→ Task statement:
Find the line that contains "open rooftop tent, shaped like this sample" in the entries below. Restate it and every line after it, word for word, with no pictures.
[Begin Extracted material]
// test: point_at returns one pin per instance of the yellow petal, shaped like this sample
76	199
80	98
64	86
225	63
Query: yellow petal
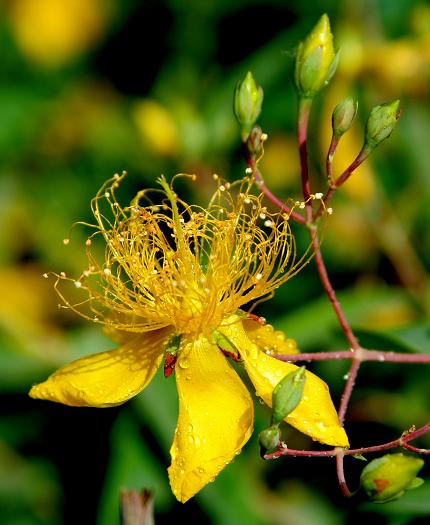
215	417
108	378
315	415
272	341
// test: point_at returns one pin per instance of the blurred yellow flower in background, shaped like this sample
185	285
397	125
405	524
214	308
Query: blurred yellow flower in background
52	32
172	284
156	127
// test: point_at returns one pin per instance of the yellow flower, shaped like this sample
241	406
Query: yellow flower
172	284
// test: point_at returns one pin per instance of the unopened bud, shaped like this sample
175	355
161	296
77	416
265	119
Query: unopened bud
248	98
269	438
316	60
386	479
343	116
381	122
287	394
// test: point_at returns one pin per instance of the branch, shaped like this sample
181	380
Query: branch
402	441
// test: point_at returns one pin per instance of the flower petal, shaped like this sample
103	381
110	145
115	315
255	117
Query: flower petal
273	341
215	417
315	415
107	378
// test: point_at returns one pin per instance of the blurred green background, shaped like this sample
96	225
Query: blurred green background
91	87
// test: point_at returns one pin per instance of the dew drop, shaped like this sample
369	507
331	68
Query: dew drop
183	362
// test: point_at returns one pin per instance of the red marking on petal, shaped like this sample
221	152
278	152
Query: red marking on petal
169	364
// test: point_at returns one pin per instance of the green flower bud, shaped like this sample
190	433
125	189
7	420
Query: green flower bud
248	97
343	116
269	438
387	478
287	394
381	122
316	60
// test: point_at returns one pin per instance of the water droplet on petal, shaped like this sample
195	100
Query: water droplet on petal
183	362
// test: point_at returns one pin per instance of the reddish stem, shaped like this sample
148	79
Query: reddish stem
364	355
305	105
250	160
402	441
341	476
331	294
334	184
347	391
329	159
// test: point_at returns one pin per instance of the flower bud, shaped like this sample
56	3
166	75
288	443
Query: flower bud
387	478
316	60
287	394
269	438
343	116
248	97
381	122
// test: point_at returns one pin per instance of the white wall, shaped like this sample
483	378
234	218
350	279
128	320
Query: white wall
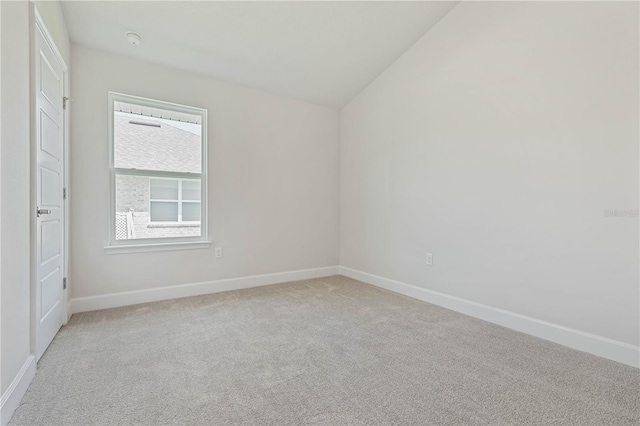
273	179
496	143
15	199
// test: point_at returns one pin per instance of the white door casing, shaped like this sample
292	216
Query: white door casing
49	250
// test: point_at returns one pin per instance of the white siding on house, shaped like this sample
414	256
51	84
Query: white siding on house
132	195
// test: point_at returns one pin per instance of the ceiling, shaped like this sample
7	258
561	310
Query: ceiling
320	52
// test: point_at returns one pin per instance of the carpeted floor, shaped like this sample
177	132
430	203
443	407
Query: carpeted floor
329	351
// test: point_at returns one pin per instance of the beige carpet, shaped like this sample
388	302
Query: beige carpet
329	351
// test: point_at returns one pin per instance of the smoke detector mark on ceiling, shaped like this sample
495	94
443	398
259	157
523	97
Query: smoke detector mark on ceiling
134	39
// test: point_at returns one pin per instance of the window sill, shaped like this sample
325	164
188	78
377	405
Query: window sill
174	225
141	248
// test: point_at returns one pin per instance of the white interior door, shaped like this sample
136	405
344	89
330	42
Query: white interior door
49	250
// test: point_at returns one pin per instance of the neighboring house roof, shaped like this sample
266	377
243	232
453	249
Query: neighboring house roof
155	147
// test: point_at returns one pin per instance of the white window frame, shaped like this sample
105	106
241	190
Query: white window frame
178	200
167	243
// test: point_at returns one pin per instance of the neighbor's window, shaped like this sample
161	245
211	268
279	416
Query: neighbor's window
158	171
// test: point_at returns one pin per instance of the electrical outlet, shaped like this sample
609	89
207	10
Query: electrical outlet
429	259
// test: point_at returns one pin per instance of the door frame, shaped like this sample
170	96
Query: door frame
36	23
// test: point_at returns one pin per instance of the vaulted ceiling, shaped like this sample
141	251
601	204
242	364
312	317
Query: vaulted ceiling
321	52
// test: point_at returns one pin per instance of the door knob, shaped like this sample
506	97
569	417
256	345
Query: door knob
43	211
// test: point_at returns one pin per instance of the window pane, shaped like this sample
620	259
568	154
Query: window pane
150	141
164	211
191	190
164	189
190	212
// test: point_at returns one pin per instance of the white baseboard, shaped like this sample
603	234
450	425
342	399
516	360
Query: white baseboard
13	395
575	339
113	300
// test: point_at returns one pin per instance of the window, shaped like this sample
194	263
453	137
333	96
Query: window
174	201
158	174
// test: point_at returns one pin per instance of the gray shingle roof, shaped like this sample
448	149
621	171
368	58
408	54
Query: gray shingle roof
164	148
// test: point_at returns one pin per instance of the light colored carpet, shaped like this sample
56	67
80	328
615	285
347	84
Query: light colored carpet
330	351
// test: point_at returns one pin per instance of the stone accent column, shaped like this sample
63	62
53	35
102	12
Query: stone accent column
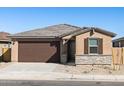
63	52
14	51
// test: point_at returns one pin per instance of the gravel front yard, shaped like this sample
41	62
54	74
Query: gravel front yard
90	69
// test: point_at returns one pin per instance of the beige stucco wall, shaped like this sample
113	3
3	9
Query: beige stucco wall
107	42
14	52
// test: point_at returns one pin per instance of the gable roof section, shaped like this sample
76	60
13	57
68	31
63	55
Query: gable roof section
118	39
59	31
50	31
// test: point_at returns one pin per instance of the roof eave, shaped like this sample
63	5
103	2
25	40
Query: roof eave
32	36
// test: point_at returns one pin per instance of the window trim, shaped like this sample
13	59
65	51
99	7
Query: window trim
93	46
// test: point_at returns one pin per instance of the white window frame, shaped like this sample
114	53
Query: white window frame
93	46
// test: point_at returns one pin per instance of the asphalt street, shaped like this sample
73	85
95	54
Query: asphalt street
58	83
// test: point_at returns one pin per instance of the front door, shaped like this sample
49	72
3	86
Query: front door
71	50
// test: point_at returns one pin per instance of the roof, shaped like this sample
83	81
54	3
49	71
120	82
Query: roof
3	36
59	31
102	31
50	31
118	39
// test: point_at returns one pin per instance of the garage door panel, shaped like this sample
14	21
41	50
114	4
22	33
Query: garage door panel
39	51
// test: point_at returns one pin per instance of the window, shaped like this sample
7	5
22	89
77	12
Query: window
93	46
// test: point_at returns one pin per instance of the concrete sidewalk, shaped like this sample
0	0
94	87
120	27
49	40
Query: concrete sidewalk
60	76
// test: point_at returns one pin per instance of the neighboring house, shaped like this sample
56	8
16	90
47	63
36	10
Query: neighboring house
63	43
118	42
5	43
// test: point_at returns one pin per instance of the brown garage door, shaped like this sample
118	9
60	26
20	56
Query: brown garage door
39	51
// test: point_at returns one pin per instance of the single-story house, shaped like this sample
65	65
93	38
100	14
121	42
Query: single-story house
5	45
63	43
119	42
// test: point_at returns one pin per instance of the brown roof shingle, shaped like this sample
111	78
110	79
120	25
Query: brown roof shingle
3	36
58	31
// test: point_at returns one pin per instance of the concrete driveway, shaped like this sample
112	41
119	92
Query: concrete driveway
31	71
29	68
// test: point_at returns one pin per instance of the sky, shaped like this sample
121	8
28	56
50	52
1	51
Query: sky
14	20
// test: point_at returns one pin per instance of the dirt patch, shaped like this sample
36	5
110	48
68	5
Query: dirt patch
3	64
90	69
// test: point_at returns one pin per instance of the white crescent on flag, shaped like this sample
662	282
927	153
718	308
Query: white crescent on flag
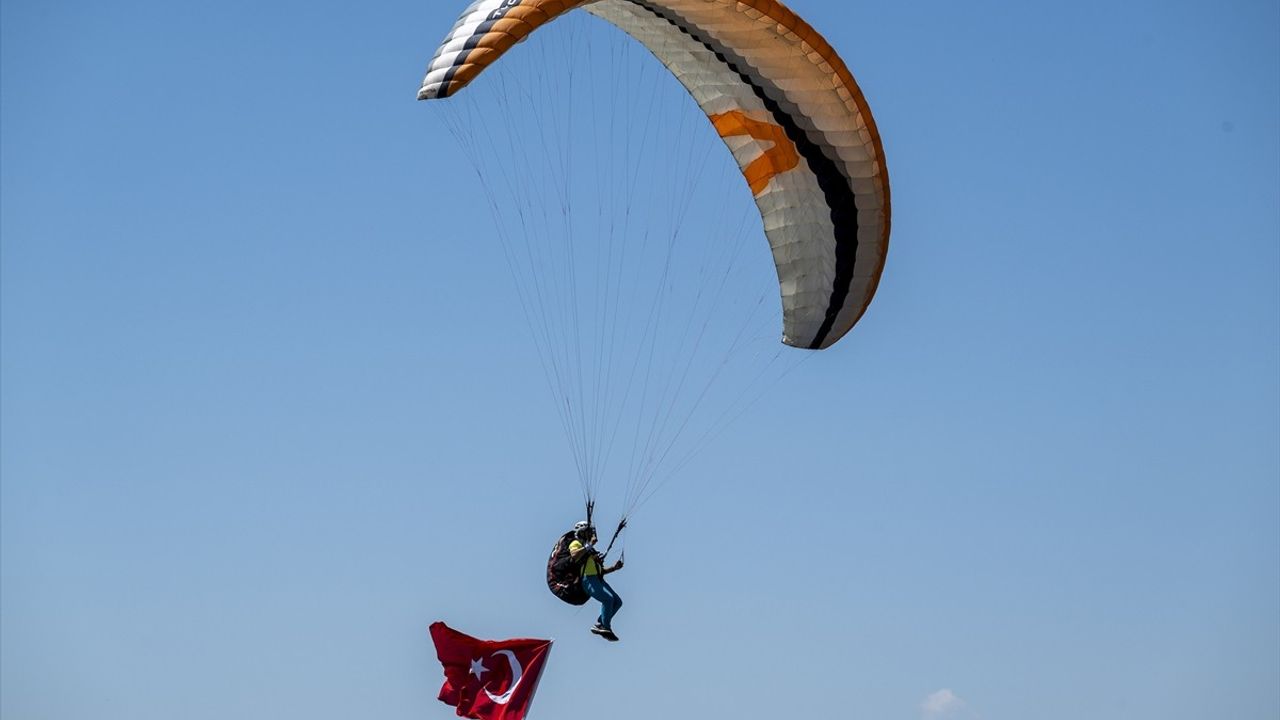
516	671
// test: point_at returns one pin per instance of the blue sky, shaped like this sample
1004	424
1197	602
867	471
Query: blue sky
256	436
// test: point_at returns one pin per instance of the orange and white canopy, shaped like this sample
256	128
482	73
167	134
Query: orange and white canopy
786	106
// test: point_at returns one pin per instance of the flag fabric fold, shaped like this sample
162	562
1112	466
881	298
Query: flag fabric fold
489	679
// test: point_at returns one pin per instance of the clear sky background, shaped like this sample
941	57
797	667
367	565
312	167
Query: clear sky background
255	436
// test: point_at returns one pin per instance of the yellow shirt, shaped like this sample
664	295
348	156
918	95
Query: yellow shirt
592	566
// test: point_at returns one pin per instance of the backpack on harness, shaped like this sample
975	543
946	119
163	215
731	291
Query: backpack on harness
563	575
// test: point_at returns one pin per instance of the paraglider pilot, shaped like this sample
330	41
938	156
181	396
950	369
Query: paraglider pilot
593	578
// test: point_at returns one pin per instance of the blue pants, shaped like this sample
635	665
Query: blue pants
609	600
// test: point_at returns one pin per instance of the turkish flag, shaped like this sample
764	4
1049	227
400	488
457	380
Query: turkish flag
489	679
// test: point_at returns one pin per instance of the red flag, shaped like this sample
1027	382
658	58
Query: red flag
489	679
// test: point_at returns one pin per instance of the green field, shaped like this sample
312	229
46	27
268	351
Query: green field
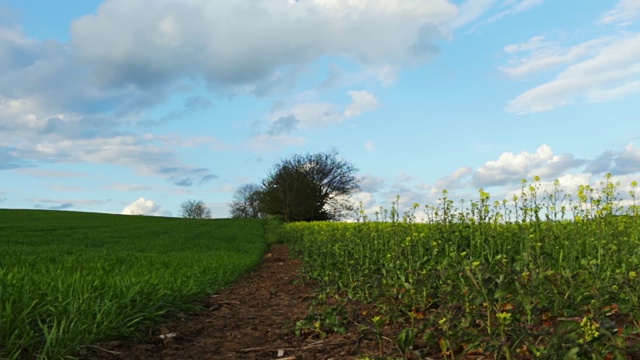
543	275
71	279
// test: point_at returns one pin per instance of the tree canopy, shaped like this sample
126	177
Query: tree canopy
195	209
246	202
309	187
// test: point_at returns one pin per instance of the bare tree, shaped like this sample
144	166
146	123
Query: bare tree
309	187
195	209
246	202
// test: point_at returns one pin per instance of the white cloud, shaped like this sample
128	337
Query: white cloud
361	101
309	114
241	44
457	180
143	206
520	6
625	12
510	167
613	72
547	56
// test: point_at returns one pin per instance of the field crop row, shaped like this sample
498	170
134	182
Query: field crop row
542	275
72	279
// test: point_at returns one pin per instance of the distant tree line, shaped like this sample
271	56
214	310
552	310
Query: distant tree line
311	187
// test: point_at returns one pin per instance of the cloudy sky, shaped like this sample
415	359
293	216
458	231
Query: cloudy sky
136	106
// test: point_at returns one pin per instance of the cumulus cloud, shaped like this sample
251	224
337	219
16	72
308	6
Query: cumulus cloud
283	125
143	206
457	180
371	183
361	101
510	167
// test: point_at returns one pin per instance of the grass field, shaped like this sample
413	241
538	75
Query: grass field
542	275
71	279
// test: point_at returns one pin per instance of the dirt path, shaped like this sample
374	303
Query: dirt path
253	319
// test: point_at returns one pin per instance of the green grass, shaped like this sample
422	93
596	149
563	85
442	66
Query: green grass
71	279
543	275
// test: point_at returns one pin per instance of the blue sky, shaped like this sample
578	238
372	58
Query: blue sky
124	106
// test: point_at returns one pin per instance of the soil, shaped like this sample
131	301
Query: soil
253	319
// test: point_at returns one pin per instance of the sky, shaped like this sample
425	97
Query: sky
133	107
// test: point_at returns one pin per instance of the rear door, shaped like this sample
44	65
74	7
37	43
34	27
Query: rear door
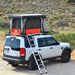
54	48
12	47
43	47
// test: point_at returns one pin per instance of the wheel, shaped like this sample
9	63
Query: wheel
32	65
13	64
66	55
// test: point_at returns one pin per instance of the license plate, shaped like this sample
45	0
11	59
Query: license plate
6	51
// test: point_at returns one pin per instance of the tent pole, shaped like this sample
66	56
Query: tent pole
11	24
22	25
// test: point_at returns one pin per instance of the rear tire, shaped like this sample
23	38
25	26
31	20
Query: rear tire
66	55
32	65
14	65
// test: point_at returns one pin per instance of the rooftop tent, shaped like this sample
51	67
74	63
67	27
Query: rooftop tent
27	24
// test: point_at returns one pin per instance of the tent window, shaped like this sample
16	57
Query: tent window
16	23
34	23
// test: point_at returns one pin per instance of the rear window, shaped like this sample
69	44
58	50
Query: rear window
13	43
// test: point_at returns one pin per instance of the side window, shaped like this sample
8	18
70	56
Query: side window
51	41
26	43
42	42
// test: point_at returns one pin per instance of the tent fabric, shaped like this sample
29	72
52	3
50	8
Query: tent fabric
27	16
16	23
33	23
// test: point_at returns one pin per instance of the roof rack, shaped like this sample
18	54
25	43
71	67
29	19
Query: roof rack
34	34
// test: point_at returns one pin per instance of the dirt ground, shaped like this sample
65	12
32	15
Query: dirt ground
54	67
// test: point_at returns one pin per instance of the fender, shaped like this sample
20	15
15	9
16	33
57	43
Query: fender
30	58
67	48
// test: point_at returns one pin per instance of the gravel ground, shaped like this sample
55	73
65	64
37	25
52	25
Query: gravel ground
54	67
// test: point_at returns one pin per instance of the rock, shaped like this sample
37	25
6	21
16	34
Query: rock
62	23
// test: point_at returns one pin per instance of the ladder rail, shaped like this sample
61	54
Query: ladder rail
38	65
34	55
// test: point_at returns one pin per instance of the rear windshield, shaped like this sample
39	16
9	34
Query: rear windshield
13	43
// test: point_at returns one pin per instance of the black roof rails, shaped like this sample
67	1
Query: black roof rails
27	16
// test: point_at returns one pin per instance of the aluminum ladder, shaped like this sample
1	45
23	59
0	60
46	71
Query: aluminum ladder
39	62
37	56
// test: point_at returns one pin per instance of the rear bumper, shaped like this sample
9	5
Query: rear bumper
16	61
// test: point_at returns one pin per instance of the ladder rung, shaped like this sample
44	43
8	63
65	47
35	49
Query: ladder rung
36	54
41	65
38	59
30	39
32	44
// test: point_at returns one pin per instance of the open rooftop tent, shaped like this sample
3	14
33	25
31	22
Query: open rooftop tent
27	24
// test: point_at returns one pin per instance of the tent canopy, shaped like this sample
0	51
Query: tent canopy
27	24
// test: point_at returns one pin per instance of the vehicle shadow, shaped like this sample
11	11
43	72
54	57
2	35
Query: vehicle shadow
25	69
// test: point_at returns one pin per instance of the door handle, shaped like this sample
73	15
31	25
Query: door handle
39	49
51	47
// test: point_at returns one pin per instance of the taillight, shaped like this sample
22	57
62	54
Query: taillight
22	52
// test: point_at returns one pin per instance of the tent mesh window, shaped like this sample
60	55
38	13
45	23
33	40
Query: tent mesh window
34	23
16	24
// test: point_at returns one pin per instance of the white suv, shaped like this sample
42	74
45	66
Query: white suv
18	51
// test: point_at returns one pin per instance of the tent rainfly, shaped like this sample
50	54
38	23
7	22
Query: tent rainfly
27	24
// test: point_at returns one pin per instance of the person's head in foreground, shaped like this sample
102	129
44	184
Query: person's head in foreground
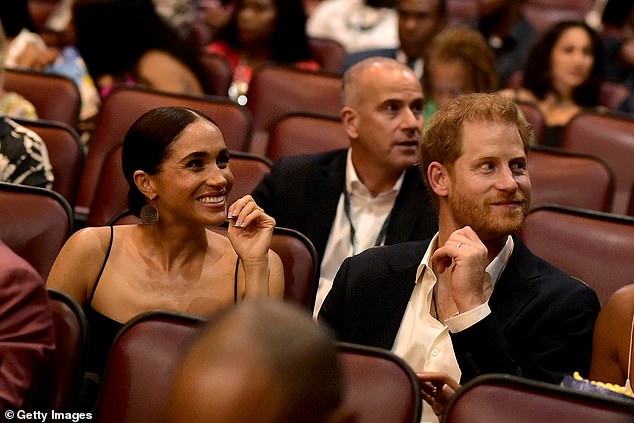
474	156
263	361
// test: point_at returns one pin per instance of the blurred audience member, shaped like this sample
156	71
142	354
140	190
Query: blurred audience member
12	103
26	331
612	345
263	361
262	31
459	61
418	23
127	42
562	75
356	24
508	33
[End Extracted material]
→ Answer in full:
// test: point_at returns one pin per instance of the open rooftop tent, shaped like this sample
3	14
33	25
31	22
Query: open rooftop tent
27	24
// test: point_at returns one pin per instance of the tent canopy, shaped like this sample
0	51
Query: tent canopy
27	24
// test: point_at returns one pin per instance of the vehicle shadow, shaped like this sample
11	11
43	72
54	57
2	35
Query: vehicle shadow
25	69
// test: point_at returns one pin per instance of the door handle, shaped like this sample
73	15
31	25
Query: door handle
39	49
51	47
// test: point_at returns one pin per instance of the taillight, shaped like this sample
22	57
62	54
Query: taillight
22	52
// test: point_at returns one pin per instance of the tent mesh window, shaped like this sample
60	55
38	13
45	23
33	40
Query: tent mesh window
34	23
16	24
// test: point_at returns one pin per instance of the white suv, shaped like this sample
42	74
45	66
Query: white suv
18	51
// test: point_at returns one pin per instance of the tent rainfly, shaped like this sample
50	54
38	23
7	22
Query: tent rainfly
27	24
// test: point_at returns one pin per instance of the person's head in foreground, shaped like this sample
102	129
44	184
Query: person's head in foreground
474	156
263	361
// test: point_at returns one pin per instance of the blurred audience member, shaped like this sample
156	71
142	354
140	190
Query: blurred audience member
12	103
26	331
612	345
263	361
262	31
459	61
418	23
127	42
562	75
356	24
508	33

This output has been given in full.